WHAT NEEDS TO BE DONE: Reproduce, please, only the lines from the first line below to the line containing "Reviewer note: every instance of the pink", inclusive.

+ + + + + + +

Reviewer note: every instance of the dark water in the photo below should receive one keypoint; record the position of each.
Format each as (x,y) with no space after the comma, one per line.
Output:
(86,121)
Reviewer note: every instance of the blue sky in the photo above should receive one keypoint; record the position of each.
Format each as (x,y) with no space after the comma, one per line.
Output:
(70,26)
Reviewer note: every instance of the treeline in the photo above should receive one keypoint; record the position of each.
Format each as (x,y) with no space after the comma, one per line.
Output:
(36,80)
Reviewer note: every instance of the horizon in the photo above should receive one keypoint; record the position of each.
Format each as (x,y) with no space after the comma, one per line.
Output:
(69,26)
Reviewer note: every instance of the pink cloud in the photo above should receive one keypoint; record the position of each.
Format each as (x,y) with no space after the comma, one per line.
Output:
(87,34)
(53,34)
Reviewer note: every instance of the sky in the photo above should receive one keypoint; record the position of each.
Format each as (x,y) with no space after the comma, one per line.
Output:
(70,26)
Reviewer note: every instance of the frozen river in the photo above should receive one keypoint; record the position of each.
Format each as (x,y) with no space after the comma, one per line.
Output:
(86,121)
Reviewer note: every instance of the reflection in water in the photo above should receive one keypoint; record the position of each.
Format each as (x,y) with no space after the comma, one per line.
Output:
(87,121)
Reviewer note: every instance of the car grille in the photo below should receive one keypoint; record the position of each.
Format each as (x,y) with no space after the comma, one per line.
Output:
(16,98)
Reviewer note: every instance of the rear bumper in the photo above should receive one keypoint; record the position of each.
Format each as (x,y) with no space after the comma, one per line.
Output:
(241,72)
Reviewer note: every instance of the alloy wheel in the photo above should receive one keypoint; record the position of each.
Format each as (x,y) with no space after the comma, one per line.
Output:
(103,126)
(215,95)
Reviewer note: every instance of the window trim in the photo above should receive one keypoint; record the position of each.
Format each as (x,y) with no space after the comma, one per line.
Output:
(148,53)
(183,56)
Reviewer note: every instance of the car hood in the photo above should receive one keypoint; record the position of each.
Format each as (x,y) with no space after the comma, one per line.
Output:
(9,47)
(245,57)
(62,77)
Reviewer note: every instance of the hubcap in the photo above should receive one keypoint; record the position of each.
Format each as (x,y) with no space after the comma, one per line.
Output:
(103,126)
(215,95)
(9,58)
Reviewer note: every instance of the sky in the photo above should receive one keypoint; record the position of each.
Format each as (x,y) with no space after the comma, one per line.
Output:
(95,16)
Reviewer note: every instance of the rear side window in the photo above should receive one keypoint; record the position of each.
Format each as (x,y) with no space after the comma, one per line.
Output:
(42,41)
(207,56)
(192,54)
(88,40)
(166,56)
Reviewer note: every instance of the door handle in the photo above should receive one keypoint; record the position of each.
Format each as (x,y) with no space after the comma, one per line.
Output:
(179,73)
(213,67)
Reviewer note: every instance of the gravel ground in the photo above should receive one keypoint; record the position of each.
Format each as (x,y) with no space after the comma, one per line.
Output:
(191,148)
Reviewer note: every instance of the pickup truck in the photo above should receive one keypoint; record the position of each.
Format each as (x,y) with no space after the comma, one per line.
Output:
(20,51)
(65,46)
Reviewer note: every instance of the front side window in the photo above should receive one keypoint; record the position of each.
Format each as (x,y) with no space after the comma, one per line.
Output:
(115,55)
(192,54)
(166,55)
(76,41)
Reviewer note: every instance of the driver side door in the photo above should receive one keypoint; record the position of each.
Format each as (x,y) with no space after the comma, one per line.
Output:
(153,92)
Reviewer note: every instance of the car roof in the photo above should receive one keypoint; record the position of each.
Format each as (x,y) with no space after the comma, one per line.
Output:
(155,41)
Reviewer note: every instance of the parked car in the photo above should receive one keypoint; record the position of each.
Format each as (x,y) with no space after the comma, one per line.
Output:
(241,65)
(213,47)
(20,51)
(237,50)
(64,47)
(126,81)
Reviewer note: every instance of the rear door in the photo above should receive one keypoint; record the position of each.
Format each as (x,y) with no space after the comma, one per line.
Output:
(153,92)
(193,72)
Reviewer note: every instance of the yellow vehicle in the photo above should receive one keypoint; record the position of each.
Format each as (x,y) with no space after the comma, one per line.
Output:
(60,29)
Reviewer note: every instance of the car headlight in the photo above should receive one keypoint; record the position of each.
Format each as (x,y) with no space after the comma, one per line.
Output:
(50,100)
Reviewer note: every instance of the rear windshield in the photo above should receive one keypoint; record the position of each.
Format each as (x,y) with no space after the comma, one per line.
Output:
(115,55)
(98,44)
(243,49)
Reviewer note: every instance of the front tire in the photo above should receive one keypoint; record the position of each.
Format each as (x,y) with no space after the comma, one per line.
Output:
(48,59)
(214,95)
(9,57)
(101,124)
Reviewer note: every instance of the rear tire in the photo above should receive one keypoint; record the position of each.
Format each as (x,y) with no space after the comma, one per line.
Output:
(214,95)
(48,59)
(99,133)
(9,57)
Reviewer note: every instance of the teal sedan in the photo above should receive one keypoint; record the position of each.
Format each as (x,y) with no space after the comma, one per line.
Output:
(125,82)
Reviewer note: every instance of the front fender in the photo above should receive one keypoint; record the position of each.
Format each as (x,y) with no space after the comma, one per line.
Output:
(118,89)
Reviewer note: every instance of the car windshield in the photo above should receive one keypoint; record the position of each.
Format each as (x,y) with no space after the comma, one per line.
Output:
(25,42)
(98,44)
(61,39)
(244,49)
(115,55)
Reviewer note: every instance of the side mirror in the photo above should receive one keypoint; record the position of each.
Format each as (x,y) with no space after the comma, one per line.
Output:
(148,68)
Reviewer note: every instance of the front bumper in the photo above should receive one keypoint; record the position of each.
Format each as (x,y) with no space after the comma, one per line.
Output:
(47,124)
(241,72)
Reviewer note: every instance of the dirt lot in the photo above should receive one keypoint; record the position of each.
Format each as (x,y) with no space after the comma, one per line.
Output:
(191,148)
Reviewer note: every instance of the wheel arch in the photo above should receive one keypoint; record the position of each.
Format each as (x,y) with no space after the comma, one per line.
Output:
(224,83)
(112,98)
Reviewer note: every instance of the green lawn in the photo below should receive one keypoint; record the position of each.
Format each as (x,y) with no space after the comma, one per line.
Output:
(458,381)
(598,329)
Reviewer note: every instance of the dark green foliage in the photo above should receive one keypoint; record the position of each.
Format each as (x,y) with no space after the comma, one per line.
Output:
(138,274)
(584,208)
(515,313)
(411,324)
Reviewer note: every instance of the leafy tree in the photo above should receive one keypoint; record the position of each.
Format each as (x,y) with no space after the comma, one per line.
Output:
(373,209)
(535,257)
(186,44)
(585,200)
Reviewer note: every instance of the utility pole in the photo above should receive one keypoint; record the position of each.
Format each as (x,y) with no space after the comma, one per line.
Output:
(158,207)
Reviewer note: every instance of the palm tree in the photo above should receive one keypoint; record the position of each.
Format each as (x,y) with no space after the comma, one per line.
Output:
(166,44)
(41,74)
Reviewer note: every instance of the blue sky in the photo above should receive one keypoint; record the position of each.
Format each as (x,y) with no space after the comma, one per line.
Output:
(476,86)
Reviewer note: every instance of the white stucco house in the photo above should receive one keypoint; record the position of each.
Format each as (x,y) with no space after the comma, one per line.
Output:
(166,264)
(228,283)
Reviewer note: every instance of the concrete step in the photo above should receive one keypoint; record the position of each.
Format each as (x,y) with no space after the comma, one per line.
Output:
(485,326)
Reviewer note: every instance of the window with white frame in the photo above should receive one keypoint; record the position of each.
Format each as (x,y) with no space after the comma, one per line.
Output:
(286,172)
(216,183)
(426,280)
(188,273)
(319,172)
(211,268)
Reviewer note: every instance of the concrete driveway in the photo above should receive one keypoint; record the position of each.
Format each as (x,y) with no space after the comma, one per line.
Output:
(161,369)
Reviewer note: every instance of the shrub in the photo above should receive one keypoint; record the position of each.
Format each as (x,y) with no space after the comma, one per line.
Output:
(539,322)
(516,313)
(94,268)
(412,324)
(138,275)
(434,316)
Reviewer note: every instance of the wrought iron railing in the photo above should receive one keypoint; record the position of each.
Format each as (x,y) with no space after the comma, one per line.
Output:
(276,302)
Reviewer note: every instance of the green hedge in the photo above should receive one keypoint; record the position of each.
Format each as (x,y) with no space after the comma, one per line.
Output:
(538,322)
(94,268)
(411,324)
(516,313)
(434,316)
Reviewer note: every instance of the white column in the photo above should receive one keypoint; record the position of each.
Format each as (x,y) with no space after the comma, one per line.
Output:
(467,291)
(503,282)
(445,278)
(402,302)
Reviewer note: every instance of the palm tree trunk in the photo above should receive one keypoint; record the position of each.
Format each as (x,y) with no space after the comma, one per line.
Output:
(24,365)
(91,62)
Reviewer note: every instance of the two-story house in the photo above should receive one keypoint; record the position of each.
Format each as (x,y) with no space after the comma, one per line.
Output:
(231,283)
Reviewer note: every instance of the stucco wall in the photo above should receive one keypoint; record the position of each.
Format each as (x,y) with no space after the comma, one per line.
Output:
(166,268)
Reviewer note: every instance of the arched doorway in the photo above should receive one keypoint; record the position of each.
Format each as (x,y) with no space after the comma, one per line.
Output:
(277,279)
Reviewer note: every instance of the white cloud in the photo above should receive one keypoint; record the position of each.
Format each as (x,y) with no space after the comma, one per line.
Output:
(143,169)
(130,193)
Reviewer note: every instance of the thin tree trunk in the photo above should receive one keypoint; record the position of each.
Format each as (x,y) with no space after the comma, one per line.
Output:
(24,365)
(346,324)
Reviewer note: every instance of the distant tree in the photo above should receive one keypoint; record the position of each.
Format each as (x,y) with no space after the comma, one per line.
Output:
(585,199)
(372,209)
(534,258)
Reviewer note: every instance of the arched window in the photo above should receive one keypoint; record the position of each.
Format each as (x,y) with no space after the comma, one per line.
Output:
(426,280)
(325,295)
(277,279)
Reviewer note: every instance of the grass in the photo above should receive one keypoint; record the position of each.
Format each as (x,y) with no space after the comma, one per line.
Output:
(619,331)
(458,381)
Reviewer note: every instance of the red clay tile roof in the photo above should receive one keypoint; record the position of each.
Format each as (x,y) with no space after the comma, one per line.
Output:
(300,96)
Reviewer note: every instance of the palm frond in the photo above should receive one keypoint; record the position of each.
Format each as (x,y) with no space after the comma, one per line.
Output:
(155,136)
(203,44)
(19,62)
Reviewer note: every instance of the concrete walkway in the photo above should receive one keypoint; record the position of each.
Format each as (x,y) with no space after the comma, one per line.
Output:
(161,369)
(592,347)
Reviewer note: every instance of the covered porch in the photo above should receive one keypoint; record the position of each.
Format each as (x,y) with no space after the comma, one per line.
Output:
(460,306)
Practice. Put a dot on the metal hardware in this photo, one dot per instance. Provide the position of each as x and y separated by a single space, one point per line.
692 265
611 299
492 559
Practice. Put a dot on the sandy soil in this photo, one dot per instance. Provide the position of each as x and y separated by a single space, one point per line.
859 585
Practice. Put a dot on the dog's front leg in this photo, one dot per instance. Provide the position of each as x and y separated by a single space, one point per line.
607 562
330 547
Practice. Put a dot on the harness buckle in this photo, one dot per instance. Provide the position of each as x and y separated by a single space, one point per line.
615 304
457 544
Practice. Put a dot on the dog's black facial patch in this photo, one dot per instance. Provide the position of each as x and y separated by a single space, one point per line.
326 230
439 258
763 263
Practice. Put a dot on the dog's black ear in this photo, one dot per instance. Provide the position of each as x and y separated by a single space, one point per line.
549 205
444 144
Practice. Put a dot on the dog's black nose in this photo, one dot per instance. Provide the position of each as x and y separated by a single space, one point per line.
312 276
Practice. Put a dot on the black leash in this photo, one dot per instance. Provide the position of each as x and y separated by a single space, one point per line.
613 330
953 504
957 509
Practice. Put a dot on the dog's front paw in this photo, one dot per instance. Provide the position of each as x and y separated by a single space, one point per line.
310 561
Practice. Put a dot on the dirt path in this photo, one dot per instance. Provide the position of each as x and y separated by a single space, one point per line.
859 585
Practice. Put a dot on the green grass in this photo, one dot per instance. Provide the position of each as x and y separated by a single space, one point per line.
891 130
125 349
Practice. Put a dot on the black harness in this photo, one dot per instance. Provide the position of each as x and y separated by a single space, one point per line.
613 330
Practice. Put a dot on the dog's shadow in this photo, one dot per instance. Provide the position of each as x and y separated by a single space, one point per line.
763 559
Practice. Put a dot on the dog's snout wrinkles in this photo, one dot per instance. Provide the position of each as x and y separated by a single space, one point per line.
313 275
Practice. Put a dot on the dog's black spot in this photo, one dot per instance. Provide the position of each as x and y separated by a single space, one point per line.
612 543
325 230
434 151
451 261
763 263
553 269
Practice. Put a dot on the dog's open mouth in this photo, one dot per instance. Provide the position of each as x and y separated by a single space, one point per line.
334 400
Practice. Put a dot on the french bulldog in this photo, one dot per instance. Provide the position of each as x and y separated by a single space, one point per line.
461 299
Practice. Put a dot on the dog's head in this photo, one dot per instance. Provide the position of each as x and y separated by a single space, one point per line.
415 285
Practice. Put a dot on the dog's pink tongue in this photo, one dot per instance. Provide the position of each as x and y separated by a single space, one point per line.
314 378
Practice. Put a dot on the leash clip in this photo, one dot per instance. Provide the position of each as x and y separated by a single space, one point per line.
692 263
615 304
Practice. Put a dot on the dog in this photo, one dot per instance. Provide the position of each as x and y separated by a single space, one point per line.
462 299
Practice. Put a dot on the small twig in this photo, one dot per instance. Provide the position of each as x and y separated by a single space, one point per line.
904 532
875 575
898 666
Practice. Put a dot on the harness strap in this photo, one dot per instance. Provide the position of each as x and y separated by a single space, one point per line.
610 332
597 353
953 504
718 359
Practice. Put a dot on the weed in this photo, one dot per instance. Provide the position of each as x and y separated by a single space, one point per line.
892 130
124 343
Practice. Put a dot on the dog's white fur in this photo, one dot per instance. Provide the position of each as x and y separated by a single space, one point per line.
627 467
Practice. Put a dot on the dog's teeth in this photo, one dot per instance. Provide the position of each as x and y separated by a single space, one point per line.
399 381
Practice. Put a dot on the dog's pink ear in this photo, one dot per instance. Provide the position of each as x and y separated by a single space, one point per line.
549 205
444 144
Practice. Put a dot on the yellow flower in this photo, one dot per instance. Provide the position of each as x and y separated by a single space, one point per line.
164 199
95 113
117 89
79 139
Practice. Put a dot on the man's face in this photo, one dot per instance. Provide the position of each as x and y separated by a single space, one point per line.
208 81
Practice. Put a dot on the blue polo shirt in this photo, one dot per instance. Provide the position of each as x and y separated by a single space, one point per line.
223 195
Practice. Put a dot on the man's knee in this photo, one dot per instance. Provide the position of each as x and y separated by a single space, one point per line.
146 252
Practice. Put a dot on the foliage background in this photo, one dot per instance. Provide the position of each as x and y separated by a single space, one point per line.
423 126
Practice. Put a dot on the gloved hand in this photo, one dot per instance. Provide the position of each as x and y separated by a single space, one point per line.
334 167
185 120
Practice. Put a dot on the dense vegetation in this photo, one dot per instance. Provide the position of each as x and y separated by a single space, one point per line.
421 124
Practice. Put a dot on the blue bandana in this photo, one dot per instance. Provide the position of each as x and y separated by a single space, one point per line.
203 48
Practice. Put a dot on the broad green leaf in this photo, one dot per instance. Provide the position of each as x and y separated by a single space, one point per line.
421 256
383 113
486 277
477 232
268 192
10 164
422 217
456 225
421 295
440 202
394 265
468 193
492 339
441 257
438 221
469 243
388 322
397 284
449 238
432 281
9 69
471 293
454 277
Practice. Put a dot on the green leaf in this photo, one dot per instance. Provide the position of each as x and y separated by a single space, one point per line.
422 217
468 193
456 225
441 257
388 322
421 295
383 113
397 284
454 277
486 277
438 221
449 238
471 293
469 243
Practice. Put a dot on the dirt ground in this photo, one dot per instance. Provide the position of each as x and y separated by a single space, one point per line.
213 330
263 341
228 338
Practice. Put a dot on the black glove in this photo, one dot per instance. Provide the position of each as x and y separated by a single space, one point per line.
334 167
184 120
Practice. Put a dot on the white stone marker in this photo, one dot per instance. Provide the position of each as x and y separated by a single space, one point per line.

+ + + + + + +

OUTPUT OF THE EXERCISE:
Reviewer note: every instance of the dark water in the photo below should receive one keypoint; record the position of each.
Format each as (x,y) with no space after the comma, one per line.
Output:
(86,121)
Reviewer note: every instance of the blue sky in the photo above should receive one keypoint; record the position of each.
Format each as (x,y) with no space after the comma, one per line.
Output:
(70,26)
Reviewer note: every instance of the treeline in the photo above should receive one keypoint; record the position of each.
Format each as (x,y) with no space after the comma, one per line.
Output:
(36,80)
Reviewer note: every instance of the horizon in the photo above should receive one keypoint; record the position of each.
Format each as (x,y) with no space after the comma, one per line.
Output:
(69,26)
Reviewer note: every instance of the pink cloud in the photo above should receive one keypoint; record the position of each.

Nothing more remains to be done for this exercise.